STORED DATA -

● ● ● ● ●

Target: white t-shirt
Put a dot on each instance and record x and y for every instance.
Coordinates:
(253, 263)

● ● ● ● ●

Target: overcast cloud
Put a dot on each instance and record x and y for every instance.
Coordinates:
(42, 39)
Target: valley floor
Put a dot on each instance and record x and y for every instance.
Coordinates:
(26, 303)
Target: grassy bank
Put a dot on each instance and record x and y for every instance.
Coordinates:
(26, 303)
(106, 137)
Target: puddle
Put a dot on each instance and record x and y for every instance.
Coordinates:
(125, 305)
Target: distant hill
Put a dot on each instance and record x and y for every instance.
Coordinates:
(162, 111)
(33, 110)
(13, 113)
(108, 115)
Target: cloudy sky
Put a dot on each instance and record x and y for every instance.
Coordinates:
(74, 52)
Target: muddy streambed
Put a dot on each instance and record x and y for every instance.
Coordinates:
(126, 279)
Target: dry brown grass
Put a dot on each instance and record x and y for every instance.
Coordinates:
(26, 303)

● ● ● ● ●

ABOUT THIS TASK -
From the listing above, pick out every line containing "Target".

REPLY -
Target: white t-shirt
Target: overcast cloud
Target: valley floor
Target: grassy bank
Target: puddle
Target: distant hill
Target: cloudy sky
Target: muddy streambed
Target: dry brown grass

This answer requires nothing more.